Image point grounding data:
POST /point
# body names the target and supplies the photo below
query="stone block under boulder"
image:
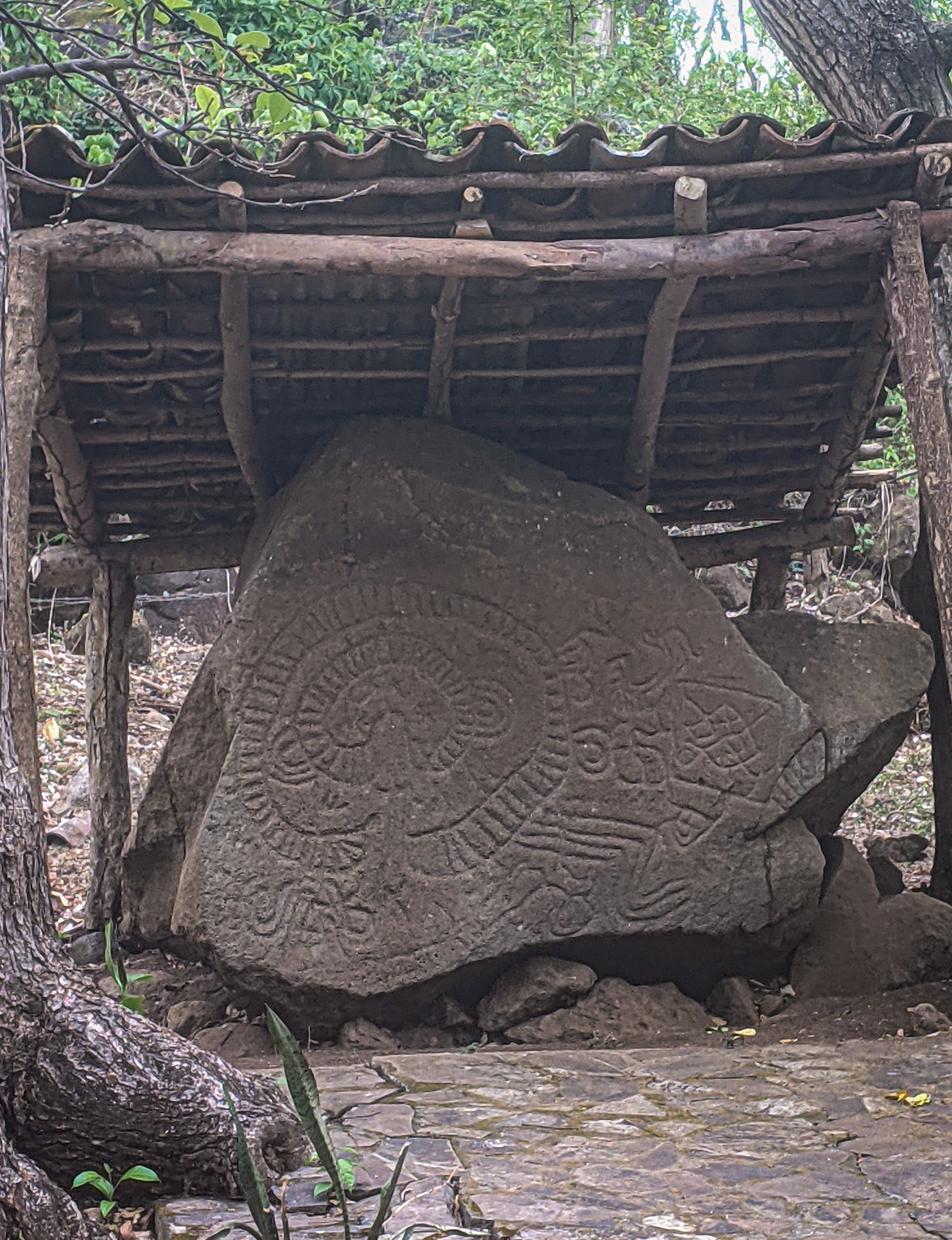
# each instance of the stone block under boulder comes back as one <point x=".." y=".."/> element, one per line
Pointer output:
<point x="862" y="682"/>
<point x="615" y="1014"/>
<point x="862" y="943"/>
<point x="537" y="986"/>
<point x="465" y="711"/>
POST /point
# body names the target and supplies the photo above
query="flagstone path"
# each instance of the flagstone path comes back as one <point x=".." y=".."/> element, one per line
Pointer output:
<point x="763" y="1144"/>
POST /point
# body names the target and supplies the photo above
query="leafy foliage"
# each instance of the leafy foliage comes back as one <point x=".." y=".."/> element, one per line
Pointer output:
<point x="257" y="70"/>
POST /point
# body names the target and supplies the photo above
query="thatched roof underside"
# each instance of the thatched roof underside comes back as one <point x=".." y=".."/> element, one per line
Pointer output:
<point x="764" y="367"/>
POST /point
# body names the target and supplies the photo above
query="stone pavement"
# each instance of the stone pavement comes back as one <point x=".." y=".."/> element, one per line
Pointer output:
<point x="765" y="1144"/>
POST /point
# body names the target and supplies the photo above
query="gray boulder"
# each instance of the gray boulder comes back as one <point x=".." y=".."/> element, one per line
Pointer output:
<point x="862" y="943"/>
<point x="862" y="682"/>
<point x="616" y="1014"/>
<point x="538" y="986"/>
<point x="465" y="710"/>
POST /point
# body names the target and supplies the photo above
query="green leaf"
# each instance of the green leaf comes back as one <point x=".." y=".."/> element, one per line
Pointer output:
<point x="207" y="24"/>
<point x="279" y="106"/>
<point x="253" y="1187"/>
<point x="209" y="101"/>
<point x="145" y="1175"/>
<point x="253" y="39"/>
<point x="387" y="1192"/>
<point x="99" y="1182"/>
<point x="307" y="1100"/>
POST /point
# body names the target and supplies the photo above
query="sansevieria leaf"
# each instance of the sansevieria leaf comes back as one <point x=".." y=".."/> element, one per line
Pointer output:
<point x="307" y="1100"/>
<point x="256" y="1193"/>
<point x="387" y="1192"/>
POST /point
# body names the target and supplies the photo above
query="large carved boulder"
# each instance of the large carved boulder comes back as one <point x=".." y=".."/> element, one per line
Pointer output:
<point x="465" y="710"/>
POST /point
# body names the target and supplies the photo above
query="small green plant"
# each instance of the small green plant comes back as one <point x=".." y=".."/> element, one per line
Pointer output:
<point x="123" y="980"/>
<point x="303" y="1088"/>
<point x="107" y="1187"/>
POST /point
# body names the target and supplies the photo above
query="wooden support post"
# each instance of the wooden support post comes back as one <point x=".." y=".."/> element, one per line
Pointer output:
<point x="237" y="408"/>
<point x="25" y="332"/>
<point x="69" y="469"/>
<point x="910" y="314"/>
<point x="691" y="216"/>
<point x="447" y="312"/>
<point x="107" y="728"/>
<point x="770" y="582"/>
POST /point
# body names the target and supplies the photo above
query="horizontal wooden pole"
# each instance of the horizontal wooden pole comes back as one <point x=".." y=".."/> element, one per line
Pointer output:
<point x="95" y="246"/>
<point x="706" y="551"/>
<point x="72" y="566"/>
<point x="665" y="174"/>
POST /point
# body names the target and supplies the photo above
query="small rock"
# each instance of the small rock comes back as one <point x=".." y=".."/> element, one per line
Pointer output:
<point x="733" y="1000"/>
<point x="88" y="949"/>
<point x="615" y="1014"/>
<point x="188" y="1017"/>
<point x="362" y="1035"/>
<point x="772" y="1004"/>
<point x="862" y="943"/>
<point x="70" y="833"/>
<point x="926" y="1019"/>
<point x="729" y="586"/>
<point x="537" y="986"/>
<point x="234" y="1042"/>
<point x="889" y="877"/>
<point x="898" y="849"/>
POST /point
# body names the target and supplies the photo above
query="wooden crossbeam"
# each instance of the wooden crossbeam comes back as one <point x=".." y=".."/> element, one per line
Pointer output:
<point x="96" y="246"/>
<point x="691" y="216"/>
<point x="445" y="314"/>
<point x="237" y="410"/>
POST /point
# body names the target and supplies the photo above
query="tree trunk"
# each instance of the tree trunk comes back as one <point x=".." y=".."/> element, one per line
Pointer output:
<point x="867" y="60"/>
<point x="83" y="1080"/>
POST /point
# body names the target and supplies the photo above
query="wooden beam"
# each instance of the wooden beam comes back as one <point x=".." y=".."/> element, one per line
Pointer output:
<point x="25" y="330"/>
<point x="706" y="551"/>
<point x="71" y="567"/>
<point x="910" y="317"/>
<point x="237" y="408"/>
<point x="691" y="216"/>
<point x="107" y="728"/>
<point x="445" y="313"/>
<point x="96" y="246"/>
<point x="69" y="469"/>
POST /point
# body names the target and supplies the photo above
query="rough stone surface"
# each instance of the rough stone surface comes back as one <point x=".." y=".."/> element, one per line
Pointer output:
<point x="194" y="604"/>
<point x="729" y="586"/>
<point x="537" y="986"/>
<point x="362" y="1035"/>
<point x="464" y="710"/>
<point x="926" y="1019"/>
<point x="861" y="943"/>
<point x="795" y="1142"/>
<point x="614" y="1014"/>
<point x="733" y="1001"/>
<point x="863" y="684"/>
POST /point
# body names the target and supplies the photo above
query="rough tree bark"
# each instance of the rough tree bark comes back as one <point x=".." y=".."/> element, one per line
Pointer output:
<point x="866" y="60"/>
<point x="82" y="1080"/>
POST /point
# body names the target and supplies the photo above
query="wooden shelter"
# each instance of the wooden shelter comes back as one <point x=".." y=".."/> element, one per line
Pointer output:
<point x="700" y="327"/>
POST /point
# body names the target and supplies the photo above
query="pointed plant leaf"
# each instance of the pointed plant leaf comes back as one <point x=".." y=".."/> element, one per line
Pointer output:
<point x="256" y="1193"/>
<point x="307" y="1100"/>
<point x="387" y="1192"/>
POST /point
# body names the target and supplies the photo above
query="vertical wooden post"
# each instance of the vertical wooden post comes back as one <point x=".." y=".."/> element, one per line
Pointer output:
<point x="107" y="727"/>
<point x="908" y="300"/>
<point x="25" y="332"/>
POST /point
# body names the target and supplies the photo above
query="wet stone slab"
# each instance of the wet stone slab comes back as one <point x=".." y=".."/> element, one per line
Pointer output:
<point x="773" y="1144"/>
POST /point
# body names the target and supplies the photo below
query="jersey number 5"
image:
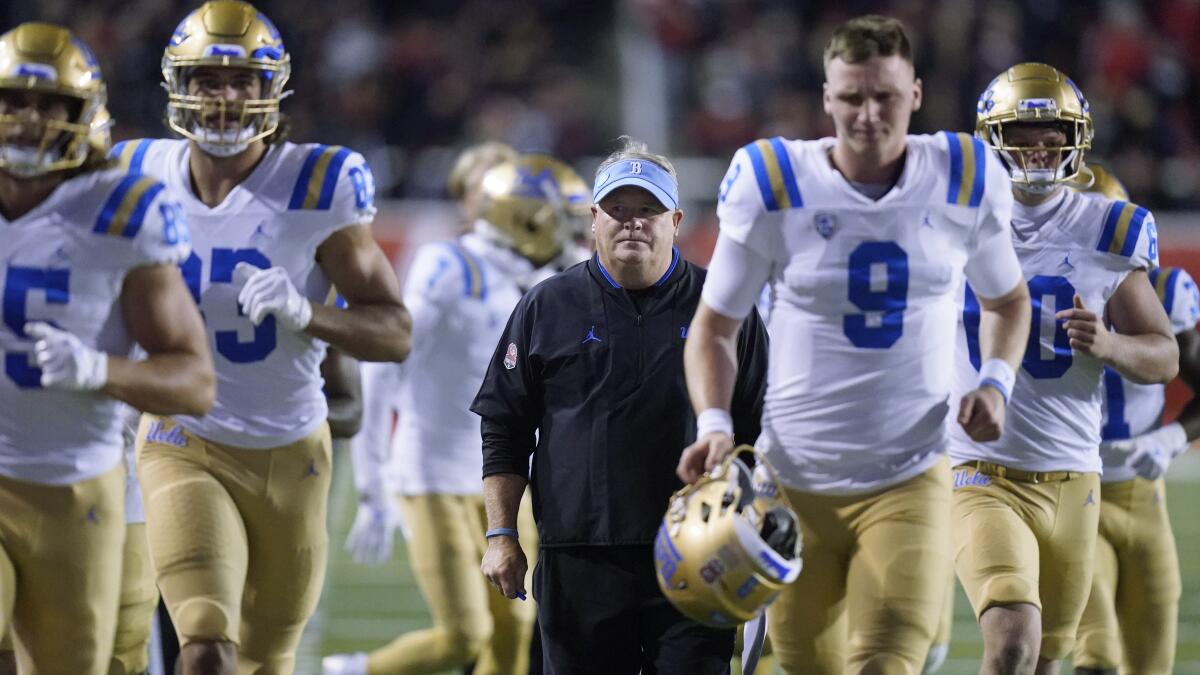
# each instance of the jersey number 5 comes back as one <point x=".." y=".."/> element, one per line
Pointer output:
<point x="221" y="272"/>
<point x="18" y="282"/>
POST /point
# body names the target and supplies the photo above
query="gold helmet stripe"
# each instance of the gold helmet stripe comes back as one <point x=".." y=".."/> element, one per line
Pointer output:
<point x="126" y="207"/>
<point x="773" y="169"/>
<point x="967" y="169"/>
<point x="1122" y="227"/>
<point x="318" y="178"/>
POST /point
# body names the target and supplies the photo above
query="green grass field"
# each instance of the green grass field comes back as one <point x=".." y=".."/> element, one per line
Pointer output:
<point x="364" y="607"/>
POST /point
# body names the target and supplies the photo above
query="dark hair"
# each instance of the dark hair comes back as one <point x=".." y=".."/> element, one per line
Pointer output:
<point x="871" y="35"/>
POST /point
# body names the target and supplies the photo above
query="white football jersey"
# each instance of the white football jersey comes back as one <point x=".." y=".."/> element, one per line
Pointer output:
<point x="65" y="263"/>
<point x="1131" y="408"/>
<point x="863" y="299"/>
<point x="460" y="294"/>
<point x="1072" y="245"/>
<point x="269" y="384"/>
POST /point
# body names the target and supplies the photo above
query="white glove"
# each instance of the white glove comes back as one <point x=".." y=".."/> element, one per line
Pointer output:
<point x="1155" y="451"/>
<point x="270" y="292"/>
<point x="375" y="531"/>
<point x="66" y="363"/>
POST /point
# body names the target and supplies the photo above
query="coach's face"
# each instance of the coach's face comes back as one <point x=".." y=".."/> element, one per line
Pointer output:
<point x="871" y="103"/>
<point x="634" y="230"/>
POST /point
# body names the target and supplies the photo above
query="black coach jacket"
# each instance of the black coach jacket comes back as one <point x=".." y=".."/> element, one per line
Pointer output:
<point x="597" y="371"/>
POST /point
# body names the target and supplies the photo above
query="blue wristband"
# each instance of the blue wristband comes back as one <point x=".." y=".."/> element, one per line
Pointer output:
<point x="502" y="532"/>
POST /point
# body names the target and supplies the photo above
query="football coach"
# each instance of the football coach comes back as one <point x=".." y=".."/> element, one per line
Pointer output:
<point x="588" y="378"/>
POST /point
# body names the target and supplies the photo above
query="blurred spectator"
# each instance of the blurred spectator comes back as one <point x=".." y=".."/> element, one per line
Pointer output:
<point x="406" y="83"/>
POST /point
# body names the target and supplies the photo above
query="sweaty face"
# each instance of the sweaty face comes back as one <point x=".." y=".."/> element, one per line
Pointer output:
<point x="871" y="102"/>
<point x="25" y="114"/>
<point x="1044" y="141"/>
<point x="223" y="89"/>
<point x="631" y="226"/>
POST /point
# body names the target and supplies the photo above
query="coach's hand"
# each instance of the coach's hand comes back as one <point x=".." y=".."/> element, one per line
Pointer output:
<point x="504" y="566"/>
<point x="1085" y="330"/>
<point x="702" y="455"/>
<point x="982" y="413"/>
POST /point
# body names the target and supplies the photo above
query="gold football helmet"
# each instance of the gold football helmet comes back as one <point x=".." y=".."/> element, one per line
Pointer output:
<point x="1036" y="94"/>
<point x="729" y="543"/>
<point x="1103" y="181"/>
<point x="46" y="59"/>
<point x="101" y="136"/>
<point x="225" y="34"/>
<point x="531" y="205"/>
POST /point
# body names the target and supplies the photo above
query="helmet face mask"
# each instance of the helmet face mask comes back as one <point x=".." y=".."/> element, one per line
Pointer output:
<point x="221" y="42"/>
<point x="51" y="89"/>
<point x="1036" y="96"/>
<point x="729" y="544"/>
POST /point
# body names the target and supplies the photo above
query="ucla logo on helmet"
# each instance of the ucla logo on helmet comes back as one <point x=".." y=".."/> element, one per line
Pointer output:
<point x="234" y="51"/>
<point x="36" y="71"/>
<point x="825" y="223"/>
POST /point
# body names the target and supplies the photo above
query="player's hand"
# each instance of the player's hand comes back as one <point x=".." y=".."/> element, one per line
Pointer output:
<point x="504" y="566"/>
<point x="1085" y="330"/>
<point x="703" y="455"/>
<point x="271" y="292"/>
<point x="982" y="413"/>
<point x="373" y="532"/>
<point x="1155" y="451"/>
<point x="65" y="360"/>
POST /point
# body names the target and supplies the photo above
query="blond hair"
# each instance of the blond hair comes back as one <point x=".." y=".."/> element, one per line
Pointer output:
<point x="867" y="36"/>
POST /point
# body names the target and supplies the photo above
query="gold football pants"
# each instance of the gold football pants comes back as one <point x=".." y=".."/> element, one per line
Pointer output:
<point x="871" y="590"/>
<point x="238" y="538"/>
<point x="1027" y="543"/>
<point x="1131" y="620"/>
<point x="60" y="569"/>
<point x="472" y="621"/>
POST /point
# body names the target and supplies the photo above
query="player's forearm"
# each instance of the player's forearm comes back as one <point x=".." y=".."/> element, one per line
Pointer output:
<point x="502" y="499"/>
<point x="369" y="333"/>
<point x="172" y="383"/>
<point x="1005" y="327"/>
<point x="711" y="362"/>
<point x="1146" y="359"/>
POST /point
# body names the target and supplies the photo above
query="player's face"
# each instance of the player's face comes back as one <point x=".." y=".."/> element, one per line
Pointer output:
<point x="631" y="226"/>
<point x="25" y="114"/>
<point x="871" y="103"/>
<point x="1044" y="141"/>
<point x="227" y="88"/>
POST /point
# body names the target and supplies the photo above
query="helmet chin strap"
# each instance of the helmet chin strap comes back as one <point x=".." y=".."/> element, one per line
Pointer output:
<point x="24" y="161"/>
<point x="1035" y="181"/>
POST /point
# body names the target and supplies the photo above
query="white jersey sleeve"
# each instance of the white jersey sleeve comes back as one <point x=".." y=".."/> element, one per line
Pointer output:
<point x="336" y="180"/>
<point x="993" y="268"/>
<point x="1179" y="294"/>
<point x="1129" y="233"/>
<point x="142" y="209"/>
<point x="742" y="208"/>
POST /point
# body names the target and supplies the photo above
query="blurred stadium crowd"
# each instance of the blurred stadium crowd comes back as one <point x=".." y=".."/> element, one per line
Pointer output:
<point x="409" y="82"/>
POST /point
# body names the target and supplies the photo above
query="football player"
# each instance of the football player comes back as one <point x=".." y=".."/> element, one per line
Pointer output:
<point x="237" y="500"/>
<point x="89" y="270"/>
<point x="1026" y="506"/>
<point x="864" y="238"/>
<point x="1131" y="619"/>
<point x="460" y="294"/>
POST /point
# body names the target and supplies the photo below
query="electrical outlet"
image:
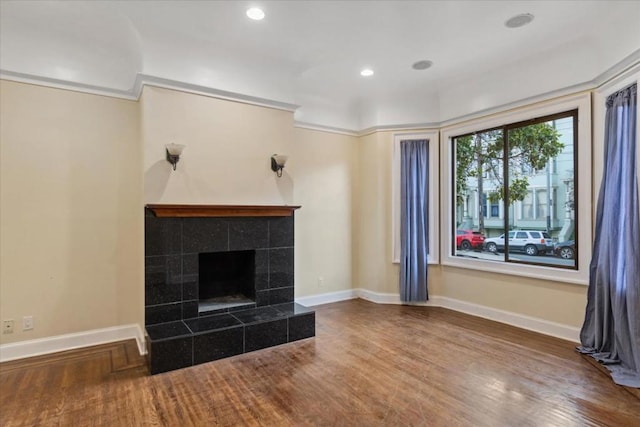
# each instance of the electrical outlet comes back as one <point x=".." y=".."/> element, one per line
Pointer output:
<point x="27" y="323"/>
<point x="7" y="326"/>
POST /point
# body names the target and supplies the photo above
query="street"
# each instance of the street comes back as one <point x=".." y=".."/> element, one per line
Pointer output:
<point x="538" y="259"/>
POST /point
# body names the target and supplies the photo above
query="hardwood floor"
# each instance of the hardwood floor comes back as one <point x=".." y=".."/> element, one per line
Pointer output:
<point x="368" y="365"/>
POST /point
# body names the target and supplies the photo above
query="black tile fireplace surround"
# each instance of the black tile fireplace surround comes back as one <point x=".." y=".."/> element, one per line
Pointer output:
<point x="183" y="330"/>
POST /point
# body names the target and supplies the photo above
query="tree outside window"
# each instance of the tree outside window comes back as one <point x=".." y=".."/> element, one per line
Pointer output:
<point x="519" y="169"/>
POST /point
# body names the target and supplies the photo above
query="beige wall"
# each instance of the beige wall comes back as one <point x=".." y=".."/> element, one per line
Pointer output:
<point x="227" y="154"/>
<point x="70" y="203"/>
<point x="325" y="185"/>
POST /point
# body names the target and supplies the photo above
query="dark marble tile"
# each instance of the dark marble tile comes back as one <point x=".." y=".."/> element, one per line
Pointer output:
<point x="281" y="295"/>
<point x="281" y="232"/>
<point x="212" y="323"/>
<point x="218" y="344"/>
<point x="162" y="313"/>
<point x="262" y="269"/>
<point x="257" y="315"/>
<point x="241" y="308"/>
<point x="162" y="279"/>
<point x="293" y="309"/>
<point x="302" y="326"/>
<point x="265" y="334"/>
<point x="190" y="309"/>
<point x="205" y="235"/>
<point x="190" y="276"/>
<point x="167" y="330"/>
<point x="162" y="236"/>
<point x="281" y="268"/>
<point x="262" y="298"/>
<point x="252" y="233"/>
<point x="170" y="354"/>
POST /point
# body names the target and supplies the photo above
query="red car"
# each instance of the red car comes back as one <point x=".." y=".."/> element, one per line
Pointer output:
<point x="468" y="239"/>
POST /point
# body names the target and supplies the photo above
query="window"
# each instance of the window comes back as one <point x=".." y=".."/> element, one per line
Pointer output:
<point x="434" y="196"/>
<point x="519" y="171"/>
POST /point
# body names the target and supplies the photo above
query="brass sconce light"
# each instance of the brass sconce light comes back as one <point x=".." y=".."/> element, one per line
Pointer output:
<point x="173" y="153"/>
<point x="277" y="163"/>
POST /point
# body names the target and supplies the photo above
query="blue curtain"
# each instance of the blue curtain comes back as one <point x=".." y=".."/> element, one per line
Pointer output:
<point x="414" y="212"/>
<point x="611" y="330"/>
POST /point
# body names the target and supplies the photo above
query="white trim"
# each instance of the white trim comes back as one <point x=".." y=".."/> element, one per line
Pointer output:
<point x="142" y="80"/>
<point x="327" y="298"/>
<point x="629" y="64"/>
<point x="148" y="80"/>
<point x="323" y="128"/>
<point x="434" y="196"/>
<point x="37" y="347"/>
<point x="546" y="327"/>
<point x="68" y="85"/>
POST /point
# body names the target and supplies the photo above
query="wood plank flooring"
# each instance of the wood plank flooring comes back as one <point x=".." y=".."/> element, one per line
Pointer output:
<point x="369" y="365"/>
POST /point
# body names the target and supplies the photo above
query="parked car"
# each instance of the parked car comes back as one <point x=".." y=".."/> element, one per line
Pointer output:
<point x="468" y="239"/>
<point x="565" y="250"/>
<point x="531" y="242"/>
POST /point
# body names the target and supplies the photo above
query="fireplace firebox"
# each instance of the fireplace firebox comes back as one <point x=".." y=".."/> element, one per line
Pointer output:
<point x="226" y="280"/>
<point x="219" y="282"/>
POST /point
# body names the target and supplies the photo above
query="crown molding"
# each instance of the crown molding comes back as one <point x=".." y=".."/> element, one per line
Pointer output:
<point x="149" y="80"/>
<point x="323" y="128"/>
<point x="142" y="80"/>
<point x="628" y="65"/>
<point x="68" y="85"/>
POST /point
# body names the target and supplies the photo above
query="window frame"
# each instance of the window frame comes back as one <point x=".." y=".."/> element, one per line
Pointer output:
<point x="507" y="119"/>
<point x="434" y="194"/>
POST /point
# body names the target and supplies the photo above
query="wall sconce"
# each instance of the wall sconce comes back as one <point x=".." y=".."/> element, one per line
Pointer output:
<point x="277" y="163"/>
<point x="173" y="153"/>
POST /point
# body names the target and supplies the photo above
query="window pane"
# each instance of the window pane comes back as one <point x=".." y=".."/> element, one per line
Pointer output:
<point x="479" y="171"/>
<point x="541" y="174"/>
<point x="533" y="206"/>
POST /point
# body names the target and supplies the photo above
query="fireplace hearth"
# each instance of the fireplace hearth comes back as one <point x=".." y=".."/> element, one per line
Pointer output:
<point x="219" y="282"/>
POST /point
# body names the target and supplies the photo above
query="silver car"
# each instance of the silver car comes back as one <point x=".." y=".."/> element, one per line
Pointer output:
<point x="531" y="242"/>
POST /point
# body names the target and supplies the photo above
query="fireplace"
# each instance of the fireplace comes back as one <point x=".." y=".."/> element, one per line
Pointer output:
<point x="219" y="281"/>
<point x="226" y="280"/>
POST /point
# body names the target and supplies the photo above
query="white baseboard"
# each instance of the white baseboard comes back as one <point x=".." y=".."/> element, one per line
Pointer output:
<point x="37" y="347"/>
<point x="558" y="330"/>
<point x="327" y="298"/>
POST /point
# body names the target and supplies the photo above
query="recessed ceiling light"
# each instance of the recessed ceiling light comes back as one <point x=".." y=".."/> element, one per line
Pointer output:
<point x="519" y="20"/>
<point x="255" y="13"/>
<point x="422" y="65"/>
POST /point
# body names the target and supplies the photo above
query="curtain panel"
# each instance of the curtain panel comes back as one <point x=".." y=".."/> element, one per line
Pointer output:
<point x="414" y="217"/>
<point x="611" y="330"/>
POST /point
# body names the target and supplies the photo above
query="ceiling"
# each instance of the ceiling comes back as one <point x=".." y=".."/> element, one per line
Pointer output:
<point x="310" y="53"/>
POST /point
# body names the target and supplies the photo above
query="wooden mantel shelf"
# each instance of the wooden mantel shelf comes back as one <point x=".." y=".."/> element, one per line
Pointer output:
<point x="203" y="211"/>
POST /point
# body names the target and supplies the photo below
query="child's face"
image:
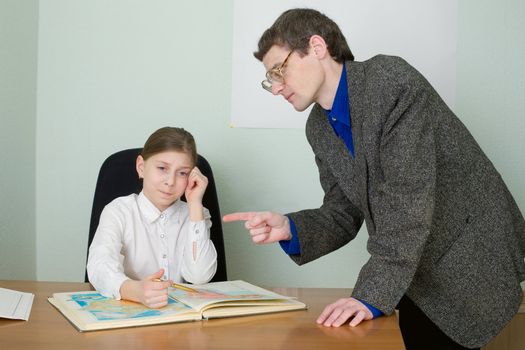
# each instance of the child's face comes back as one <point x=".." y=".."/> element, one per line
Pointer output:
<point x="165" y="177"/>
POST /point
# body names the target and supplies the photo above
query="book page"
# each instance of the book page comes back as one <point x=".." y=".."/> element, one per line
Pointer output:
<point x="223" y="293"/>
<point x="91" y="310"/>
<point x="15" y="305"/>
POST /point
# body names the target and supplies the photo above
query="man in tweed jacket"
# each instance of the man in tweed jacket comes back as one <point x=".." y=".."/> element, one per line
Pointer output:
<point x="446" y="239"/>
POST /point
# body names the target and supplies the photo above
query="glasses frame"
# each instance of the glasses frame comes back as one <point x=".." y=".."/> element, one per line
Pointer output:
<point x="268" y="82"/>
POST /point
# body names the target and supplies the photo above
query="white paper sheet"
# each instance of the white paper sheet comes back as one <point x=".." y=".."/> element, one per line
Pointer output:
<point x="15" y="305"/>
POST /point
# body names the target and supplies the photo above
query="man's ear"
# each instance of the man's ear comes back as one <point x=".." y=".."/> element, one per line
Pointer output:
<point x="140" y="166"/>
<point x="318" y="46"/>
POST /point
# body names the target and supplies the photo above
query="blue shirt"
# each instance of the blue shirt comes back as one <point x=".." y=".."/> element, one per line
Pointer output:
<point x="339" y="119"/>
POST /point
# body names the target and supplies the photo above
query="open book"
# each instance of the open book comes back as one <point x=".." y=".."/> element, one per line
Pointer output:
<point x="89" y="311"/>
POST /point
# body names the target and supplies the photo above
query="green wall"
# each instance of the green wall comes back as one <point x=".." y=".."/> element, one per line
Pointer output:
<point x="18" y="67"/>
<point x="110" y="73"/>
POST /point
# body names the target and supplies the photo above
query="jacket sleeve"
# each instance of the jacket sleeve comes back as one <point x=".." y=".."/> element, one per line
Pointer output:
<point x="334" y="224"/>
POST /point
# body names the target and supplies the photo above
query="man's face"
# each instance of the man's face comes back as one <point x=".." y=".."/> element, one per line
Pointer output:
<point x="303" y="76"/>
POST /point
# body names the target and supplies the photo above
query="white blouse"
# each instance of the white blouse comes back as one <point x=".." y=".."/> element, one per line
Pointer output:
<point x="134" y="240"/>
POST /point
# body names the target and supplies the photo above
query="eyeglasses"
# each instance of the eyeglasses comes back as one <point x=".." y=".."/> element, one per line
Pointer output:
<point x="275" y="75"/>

## WHAT IS REQUIRED
Hand back the exact lines from the start of the entries to the line with "# each instance of the gray", both ends kept and pictures left out.

## TASK ANSWER
POST /point
# body names the target and supplies the photo below
query="stone block under boulder"
image:
# each instance of the stone block under boulder comes back as one <point x=".." y=".."/> element, one per line
Pointer output:
<point x="862" y="682"/>
<point x="615" y="1014"/>
<point x="862" y="943"/>
<point x="537" y="986"/>
<point x="465" y="711"/>
POST /point
# body names the target and supplies the photo above
query="flagstone path"
# each instance of the flagstone path comes back as one <point x=".." y=".."/> element, one per line
Pointer output:
<point x="763" y="1144"/>
POST /point
# body names the target and supplies the photo above
query="leafy foliage"
# each instance of the leafy foliage comes back as one <point x=".." y=".."/> element, one per line
Pointer output:
<point x="257" y="70"/>
POST /point
# body names the target and supplies the photo above
query="thatched roof underside"
# each instance of the thatched roof underside comes back as one <point x=".." y=".."/> element, one per line
Pointer output:
<point x="764" y="367"/>
POST /point
# body names the target and supplies the photo above
query="stone pavement"
# each instance of the stone pavement comes back as one <point x=".." y=".."/> element, one per line
Pointer output:
<point x="765" y="1144"/>
POST /point
# body names the target and supplies the photo above
query="gray boulder"
# each instance of the gray boulder comes back as one <point x=".." y=".."/> element, one per line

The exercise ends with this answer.